++++ Quoted passage

Creates a BigQuery DBI driver for use in DBI::dbConnect().

Usage

## S4 method for signature 'BigQueryDriver'
dbConnect(
  drv,
  project,
  dataset = NULL,
  billing = project,
  page_size = 10000,
  quiet = NA,
  use_legacy_sql = FALSE,
  bigint = c("integer", "integer64", "numeric", "character"),
  ...
)

Arguments

drv

an object that inherits from DBIDriver, or an existing DBIConnection object (in order to clone an existing connection).

project, dataset

Project and dataset identifiers

billing

Identifier of project to bill.

page_size

Number of items per page.

quiet

If FALSE, displays progress bar; if TRUE is silent; if NA picks based on whether or not you're in an interactive context.

use_legacy_sql

If TRUE will use BigQuery's legacy SQL format.

bigint

The R type that BigQuery's 64-bit integer types should be mapped to. The default is "integer" which returns R's integer type but results in NA for values above/below +/- 2147483647. "integer64" returns a bit64::integer64, which allows the full range of 64 bit integers.

...

Other arguments for compatibility with generic; currently ignored.

Examples


con <- DBI::dbConnect(
  bigquery(),
  project = "publicdata",
  dataset = "samples",
  billing = bq_test_project()
)
con
DBI::dbListTables(con)
DBI::dbReadTable(con, "natality", n_max = 10)

# Create a temporary dataset to explore
ds <- bq_test_dataset()
con <- DBI::dbConnect(
  bigquery(),
  project = ds$project,
  dataset = ds$dataset
)
DBI::dbWriteTable(con, "mtcars", mtcars)
DBI::dbReadTable(con, "mtcars")[1:6, ]

DBI::dbGetQuery(con, "SELECT count(*) FROM mtcars")

res <- DBI::dbSendQuery(con, "SELECT cyl, mpg FROM mtcars")
dbColumnInfo(res)
dbFetch(res, 10)
dbFetch(res, -1)
DBI::dbHasCompleted(res)

Authorize bigrquery

Description

Authorize bigrquery to view and manage your BigQuery projects. This function is a wrapper around gargle::token_fetch().

By default, you are directed to a web browser, asked to sign in to your Google account, and to grant bigrquery permission to operate on your behalf with Google BigQuery. By default, with your permission, these user credentials are cached in a folder below your home directory, from where they can be automatically refreshed, as necessary. Storage at the user level means the same token can be used across multiple projects and tokens are less likely to be synced to the cloud by accident.

Usage

bq_auth(
  email = gargle::gargle_oauth_email(),
  path = NULL,
  scopes = c("https://www.googleapis.com/auth/bigquery",
    "https://www.googleapis.com/auth/cloud-platform"),
  cache = gargle::gargle_oauth_cache(),
  use_oob = gargle::gargle_oob_default(),
  token = NULL
)

++++++++
++++ Supplied data

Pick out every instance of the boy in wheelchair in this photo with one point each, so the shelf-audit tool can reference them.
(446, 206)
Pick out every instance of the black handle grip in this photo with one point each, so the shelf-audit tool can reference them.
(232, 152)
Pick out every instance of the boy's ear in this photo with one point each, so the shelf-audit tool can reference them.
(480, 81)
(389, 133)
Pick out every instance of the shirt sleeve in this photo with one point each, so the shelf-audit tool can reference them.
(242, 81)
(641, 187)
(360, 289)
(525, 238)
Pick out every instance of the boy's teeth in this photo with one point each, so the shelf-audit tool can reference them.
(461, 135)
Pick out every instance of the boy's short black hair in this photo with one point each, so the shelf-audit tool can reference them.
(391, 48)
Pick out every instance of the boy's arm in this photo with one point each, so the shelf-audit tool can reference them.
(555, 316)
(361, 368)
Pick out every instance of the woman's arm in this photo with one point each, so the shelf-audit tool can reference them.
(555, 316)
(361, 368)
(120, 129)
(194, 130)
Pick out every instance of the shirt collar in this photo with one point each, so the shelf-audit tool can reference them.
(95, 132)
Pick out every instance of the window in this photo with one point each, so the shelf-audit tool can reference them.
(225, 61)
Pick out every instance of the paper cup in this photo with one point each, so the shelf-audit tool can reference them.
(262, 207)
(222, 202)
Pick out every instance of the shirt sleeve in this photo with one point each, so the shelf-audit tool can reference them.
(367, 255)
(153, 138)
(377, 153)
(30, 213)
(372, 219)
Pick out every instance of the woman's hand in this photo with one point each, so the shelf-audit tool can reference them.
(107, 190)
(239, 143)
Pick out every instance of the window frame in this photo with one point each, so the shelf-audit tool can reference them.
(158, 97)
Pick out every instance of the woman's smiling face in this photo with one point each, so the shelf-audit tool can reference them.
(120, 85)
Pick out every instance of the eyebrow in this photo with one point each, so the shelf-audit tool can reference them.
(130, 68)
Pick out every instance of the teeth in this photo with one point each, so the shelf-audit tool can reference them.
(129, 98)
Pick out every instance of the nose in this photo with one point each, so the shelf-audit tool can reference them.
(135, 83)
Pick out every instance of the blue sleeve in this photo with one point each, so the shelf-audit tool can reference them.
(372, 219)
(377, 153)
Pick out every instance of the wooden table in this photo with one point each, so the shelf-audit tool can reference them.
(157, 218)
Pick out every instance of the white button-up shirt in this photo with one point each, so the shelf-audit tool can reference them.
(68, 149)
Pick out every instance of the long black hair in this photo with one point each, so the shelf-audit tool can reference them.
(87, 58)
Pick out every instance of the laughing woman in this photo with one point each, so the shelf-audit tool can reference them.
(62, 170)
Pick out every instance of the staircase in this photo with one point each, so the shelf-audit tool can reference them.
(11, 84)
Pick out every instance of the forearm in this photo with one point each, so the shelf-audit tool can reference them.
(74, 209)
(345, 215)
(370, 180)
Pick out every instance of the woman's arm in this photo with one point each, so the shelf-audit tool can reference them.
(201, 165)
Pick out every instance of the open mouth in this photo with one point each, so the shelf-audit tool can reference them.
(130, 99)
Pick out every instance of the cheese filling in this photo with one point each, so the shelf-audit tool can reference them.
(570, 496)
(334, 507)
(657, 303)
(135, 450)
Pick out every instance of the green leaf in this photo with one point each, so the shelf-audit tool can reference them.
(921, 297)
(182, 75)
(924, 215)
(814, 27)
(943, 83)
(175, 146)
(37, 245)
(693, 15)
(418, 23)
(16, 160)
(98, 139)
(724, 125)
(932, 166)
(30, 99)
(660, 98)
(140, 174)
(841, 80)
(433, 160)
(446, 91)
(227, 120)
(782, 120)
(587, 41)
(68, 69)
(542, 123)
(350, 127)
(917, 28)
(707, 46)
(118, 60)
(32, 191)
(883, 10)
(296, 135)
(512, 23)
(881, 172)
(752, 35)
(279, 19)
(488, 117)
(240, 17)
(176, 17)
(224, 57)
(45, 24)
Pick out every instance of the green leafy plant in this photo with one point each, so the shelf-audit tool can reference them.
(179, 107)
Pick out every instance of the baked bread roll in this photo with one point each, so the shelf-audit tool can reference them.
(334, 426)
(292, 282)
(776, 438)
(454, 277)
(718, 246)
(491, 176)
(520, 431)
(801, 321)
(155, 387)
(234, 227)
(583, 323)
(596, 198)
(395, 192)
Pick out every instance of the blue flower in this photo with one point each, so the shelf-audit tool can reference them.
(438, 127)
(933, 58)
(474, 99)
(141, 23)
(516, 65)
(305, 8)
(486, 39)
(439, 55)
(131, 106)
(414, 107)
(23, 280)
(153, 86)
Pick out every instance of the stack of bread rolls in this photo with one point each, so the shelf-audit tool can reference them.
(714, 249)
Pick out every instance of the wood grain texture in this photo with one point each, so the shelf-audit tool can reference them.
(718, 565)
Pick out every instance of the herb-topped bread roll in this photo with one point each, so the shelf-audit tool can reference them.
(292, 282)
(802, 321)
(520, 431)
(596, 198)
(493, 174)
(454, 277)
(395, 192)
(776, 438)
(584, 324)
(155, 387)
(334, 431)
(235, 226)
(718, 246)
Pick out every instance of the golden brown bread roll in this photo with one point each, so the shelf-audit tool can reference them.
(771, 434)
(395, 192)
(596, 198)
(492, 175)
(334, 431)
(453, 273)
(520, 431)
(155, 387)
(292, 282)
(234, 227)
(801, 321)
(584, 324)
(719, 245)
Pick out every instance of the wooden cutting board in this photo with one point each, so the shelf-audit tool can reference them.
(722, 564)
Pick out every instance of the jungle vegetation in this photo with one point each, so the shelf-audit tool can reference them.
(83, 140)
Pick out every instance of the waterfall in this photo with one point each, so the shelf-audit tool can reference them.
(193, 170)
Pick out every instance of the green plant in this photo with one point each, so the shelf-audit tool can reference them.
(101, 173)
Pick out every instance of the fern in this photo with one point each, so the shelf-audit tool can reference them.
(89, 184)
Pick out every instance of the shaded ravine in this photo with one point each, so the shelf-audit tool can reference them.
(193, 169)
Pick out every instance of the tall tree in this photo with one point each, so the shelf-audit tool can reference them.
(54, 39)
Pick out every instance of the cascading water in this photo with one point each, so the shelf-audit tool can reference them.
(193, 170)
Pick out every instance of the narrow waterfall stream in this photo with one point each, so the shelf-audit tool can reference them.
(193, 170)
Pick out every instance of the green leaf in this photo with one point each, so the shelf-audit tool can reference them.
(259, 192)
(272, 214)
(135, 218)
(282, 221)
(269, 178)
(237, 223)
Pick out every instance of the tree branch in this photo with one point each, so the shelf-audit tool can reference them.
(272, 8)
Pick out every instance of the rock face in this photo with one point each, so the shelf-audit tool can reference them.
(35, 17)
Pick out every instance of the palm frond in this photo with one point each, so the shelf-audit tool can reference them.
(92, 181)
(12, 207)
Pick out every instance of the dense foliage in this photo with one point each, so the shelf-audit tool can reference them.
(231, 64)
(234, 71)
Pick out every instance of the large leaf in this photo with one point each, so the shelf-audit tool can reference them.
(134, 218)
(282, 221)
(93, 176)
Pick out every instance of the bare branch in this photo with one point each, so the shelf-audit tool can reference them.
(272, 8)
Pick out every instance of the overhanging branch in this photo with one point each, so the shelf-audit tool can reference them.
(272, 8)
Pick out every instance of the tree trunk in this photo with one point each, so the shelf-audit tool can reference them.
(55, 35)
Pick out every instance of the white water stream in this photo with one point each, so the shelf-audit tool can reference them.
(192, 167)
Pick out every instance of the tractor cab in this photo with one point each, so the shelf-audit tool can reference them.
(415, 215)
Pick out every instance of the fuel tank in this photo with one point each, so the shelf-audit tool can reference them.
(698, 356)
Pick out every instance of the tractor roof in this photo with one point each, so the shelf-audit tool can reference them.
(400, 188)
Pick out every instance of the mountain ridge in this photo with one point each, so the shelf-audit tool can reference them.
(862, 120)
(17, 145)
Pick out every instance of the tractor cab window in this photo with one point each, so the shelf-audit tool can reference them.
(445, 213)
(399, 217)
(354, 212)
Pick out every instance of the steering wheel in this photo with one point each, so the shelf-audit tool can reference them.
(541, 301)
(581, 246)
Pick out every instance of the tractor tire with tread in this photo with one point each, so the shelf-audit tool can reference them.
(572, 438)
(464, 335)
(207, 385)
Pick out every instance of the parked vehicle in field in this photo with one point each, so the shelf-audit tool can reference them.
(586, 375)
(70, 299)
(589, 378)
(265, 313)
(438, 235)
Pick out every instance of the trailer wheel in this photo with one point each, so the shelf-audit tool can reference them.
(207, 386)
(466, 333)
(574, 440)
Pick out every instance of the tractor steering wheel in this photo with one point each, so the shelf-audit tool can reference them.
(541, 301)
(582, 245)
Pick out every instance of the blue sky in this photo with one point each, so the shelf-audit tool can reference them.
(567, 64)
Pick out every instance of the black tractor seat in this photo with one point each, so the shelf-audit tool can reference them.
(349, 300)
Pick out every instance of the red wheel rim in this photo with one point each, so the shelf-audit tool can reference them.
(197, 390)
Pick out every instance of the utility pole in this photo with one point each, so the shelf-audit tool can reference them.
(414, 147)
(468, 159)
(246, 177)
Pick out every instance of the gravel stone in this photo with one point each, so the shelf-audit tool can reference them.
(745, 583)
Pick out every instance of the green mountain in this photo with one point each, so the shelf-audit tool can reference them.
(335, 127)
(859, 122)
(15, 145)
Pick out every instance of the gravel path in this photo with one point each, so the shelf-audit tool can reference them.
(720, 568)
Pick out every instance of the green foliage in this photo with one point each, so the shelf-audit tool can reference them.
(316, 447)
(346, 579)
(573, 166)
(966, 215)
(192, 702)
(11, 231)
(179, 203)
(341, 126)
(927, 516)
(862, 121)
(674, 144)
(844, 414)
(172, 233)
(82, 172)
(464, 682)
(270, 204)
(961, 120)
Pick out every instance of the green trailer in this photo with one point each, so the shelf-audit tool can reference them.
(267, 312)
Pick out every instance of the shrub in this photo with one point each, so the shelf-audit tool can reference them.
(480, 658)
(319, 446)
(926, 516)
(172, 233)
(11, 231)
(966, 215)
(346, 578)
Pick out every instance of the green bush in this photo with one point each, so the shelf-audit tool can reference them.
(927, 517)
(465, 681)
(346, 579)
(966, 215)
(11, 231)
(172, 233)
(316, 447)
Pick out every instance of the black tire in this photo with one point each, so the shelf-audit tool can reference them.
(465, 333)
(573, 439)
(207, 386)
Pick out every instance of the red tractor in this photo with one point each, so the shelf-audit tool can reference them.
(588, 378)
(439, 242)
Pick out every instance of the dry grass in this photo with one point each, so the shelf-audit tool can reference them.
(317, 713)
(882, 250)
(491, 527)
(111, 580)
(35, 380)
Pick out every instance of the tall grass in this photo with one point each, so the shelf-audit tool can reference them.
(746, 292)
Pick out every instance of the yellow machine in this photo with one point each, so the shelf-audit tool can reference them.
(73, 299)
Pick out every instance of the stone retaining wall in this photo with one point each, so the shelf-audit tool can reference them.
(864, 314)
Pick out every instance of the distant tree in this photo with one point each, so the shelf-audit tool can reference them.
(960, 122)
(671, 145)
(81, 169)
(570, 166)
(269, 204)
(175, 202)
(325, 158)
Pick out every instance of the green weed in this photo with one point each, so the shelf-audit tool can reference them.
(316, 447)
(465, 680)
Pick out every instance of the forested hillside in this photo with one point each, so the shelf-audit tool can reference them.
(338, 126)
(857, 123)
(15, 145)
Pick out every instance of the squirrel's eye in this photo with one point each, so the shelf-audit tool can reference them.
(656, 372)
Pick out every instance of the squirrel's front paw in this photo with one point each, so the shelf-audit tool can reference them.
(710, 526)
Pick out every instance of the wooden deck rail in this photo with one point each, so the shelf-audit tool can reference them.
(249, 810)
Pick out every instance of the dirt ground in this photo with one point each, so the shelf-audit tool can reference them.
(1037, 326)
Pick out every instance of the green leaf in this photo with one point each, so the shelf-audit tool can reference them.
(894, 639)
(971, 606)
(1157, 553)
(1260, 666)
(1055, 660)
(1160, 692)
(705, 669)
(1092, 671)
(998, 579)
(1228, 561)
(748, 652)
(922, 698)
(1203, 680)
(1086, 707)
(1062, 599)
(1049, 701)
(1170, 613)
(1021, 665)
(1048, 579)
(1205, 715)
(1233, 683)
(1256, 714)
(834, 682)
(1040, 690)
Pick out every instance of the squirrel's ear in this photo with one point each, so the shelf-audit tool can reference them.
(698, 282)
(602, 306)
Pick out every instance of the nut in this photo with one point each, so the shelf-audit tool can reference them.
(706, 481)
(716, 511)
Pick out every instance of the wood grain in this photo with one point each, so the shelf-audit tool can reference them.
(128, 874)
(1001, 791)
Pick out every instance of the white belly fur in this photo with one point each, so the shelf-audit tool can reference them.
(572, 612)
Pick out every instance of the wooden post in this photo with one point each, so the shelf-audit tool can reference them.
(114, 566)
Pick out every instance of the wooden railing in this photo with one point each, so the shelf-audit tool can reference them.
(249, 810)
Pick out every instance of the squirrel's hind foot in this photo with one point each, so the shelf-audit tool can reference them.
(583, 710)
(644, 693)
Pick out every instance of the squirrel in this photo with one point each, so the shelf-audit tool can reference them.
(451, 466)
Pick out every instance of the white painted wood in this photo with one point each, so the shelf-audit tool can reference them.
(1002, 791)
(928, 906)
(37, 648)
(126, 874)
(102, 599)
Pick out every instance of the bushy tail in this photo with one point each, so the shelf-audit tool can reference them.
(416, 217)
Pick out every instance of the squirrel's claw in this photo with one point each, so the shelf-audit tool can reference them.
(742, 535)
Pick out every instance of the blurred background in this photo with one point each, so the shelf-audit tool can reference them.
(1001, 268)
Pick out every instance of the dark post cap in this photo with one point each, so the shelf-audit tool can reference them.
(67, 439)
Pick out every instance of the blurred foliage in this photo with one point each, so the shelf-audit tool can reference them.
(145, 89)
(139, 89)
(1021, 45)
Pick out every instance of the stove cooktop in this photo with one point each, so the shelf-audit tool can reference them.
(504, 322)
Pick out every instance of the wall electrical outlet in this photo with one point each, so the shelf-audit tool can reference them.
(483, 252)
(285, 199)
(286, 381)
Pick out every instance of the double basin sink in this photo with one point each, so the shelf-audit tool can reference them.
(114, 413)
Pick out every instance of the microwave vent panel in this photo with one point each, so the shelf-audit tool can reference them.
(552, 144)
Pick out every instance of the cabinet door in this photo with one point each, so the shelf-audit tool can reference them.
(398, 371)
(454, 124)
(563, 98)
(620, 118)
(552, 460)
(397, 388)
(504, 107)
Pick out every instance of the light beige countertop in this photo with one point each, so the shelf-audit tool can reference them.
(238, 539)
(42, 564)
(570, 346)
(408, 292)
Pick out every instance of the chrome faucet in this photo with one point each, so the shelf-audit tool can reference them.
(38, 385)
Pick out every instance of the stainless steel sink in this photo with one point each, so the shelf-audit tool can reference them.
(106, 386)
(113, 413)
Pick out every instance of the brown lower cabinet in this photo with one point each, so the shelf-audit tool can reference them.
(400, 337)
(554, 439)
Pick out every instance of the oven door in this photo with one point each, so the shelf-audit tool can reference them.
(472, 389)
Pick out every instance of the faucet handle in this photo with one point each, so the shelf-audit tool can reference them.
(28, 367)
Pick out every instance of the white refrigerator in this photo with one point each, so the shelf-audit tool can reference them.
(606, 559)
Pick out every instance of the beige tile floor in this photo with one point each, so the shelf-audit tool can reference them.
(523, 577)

++++++++

The tasks.
1. Do these statements agree with the bigrquery documentation above? (a) The default value of page_size is 10000. (b) Setting quiet to TRUE displays a progress bar. (c) bq_auth() is a wrapper around gargle::token_fetch(). Answer yes or no for each and quote the deciding words.
2. Which lines of the records contain the word "blue"? Return each such line in full, treating case as significant.

Results for each task.
1.
(a) Yes: "page_size = 10000,"
(b) No: "If FALSE, displays progress bar; if TRUE is silent"
(c) Yes: "This function is a wrapper around gargle::token_fetch()."

2.
Pick out every instance of the blue sleeve in this photo with one point each, so the shelf-audit tool can reference them.
Pick out every instance of the blue flower in this photo with one point each, so the shelf-audit tool can reference them.
Pick out every instance of the blue sky in this photo with one point each, so the shelf-audit tool can reference them.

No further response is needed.